*Aim of the task:*
Every entry that follows should be repeated exactly; drop the images.

* Start Task inputs *

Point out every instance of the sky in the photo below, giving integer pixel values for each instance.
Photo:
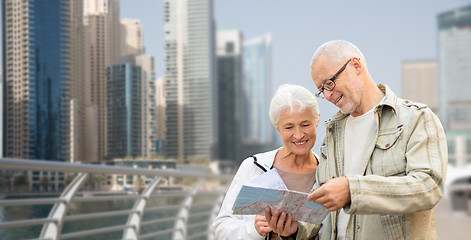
(387, 32)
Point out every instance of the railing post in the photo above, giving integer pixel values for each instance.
(213, 216)
(135, 218)
(182, 220)
(52, 230)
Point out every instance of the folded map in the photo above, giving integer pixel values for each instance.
(253, 200)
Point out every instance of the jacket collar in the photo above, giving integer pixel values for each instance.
(389, 101)
(266, 159)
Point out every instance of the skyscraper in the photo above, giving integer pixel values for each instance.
(454, 44)
(132, 108)
(124, 111)
(229, 103)
(37, 79)
(101, 20)
(257, 89)
(419, 82)
(161, 116)
(189, 75)
(133, 43)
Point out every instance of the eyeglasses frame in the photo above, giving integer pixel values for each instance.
(332, 79)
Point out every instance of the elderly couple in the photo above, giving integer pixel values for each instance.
(380, 170)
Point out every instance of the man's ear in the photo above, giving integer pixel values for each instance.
(357, 65)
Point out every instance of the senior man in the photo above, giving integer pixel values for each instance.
(383, 160)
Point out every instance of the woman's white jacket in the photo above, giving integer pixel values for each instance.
(228, 226)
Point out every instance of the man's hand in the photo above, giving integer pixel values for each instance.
(333, 195)
(261, 225)
(281, 223)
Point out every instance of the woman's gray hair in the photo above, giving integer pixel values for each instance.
(339, 51)
(289, 95)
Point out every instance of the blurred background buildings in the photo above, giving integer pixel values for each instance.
(77, 84)
(79, 87)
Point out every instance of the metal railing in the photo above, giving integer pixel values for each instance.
(183, 210)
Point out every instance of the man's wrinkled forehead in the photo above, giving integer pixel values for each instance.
(320, 70)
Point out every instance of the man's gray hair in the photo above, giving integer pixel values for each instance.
(290, 96)
(339, 51)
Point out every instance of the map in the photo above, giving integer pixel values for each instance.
(253, 199)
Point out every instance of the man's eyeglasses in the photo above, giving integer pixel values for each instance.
(329, 85)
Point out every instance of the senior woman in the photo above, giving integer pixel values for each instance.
(294, 113)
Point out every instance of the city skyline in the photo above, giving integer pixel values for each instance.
(387, 59)
(387, 32)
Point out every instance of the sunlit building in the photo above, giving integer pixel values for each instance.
(133, 43)
(419, 82)
(101, 20)
(132, 108)
(454, 44)
(37, 78)
(229, 81)
(189, 76)
(257, 90)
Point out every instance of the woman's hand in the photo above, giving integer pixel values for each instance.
(281, 223)
(261, 225)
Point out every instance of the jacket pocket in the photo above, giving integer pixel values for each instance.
(388, 157)
(323, 169)
(392, 227)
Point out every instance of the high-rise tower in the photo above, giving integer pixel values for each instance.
(37, 77)
(454, 66)
(101, 20)
(133, 43)
(257, 89)
(229, 76)
(189, 74)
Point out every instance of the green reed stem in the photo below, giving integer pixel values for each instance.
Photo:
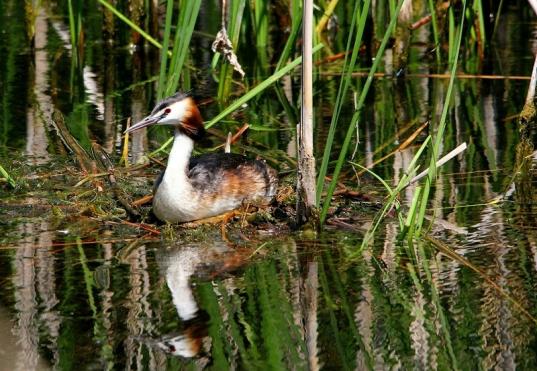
(188, 13)
(439, 136)
(7, 177)
(296, 22)
(118, 14)
(165, 45)
(246, 97)
(345, 82)
(436, 34)
(356, 116)
(234, 27)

* End Task inputs *

*Solution for this task:*
Point out every instance of the sky in the photo below, giving integer pixel values for each instance.
Photo:
(387, 32)
Point out every instance of the railing post in the photo above, giving integer pixel values for each instance.
(213, 216)
(135, 218)
(182, 220)
(52, 230)
Point out every instance of the folded map in the photo above, giving integer pixel values for each instance.
(253, 200)
Point out every instance of the jacket collar in the photo above, giving integer pixel values for each instance.
(389, 101)
(266, 159)
Point out every instance of the skyscraper in the photo above, giving integer pixel values for each instance.
(454, 44)
(132, 108)
(124, 111)
(229, 103)
(37, 79)
(101, 20)
(257, 89)
(419, 82)
(161, 116)
(189, 75)
(133, 43)
Point out every instance of the eyeglasses frame in the photo above, giving integer pixel values for each instance.
(332, 79)
Point out every instance of the elderly couple in the photo above, giving integer pixel values for each instance.
(380, 170)
Point out every instance of the man's ear in the photo above, giving integer pixel values for each instance.
(357, 65)
Point out every instance of the senior man in the photo above, giving integer pixel values for each instance.
(383, 160)
Point out every instance of the woman's white jacket in the photo above, giving integer pixel values for each instance.
(228, 226)
Point out every instance of the man's hand in the photo above, giving integer pixel values for each instance.
(333, 195)
(261, 225)
(281, 223)
Point out every instance of the woman's gray hair in the photo above, giving integer pixel values for each instance.
(339, 51)
(289, 95)
Point out every instance of the blurred background buildings in the photo above, giving integer pixel values for each instance.
(77, 84)
(79, 87)
Point out every instance of the metal railing in the photo above, giving integer pixel values for each instance.
(183, 210)
Point out every instance of the man's wrinkled forehead in the photo above, giving integer pixel values for each instance.
(320, 70)
Point out every instance of the man's gray hair in the photo above, giving integer pixel values for each instance.
(290, 96)
(339, 51)
Point out every instance of the map in the photo above, giving integer pixel values for each instance.
(253, 199)
Point out every instance of the man's eyeglasses in the photo above, giving integer pixel values for each instance.
(329, 85)
Point out every instance of the senior woman in the photo above, giving integer pixel values for each instance.
(294, 113)
Point out every instance of the city skyline in the photo above, giving integer pixel values for each instance.
(387, 59)
(387, 32)
Point out every instance of the sunlit building in the photo above, giving integer pixel values for each instance.
(133, 43)
(419, 82)
(101, 20)
(132, 108)
(454, 44)
(37, 78)
(229, 81)
(189, 76)
(257, 90)
Point out every instance of the woman's hand in the photo above, giving integer pixel values for each instance.
(281, 223)
(261, 225)
Point out every instance of the jacket pocket in the photo above, giving integer pixel values for each instance.
(388, 157)
(323, 169)
(392, 227)
Point out every instance of the high-rise tower in the photo above, giving integer pixel values for each instance.
(37, 77)
(454, 66)
(101, 20)
(133, 43)
(257, 89)
(229, 76)
(189, 74)
Point out every instance of the green reed stem in the photo below, giving integer pixel values for each instance.
Photo:
(188, 13)
(439, 136)
(7, 177)
(296, 22)
(118, 14)
(165, 45)
(246, 97)
(345, 82)
(436, 34)
(356, 116)
(234, 27)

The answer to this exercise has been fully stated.